* **Direction**:
Count the lines in the data below that contain the string "roof". Give only the number.

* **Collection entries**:
==========

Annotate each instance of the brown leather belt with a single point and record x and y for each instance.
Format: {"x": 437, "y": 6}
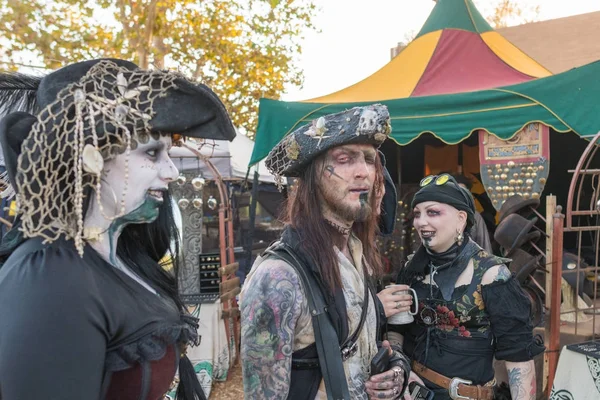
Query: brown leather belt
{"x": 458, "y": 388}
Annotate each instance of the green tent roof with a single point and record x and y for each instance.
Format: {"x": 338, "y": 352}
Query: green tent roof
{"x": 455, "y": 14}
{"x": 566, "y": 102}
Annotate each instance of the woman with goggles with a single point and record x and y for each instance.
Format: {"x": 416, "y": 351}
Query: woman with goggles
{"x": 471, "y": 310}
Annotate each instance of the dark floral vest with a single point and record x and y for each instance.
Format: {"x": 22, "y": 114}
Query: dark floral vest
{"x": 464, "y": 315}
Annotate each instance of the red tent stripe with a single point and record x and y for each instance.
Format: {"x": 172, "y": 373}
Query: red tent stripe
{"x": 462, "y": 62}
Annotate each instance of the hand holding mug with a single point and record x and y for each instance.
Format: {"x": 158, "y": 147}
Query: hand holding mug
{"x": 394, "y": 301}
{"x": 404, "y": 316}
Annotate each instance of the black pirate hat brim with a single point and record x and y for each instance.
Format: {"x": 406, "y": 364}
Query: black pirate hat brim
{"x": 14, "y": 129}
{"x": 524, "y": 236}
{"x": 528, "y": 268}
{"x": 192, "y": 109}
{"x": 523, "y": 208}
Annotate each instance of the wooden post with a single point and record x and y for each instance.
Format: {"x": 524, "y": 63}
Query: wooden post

==========

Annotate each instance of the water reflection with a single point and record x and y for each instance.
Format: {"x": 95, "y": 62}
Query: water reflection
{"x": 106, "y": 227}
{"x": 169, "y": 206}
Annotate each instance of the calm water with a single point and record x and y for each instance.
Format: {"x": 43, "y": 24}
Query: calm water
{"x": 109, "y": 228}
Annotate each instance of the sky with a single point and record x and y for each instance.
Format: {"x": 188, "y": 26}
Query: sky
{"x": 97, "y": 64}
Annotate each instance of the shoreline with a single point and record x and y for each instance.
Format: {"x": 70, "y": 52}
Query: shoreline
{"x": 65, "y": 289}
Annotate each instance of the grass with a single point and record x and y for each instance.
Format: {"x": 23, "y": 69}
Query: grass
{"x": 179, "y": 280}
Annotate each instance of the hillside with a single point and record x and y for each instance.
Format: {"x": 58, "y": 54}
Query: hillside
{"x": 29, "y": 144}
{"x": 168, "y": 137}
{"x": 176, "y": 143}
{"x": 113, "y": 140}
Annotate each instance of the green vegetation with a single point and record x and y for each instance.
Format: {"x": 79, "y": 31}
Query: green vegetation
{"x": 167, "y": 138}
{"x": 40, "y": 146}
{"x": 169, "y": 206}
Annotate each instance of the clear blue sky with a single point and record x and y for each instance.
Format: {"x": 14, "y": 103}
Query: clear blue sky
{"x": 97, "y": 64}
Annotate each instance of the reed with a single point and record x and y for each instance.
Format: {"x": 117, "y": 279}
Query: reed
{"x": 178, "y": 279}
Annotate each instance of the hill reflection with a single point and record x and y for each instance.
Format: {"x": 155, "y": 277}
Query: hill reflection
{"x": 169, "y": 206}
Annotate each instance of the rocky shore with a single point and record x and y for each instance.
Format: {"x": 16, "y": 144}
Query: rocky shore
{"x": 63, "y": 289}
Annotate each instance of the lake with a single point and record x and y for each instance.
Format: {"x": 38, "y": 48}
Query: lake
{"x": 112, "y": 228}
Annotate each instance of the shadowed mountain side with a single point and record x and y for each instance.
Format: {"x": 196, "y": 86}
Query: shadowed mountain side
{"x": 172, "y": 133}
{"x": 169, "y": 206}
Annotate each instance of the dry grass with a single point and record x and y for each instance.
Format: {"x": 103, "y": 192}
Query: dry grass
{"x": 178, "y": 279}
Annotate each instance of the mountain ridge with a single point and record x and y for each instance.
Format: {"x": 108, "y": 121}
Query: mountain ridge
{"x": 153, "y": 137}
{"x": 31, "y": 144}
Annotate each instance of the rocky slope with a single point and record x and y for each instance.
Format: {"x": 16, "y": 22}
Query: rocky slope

==========

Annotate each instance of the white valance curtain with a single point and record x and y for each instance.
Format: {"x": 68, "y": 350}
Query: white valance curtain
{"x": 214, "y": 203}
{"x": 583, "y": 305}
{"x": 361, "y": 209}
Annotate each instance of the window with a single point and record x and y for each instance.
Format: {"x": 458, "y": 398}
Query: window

==========

* **Complete response**:
2